## DATASET CONTENT
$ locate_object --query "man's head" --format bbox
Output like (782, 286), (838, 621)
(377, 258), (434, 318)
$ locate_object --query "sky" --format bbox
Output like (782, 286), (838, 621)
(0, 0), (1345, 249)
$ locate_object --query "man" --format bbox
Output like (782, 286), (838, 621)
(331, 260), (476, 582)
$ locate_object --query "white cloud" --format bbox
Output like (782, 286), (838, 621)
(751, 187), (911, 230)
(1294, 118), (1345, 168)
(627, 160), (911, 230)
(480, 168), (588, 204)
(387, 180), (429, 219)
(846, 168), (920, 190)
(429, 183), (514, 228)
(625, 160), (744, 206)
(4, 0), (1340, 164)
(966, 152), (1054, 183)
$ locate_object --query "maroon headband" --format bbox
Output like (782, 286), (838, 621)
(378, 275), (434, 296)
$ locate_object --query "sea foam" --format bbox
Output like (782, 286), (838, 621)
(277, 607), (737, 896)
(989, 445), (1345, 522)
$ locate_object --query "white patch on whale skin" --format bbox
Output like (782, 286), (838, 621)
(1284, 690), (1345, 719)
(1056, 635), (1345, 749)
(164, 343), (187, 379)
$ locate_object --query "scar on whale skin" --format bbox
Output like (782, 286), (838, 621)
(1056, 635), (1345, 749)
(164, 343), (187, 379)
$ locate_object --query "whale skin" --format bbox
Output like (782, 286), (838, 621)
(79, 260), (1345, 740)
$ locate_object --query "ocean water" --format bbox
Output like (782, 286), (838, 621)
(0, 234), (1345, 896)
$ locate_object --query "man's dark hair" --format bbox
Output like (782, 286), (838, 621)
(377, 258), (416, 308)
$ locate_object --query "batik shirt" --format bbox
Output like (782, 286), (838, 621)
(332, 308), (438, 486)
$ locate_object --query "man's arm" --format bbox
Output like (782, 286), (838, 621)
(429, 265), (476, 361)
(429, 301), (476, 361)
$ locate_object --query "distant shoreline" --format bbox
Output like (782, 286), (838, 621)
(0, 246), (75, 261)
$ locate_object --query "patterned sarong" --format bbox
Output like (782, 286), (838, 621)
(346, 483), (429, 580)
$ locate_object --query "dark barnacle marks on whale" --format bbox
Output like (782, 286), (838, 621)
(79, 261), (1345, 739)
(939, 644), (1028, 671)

## PROBLEM REQUIREMENTS
State how many lines of the listing above contain the string "white", counting only matches with the same case, and give only the number.

## SOLUTION
2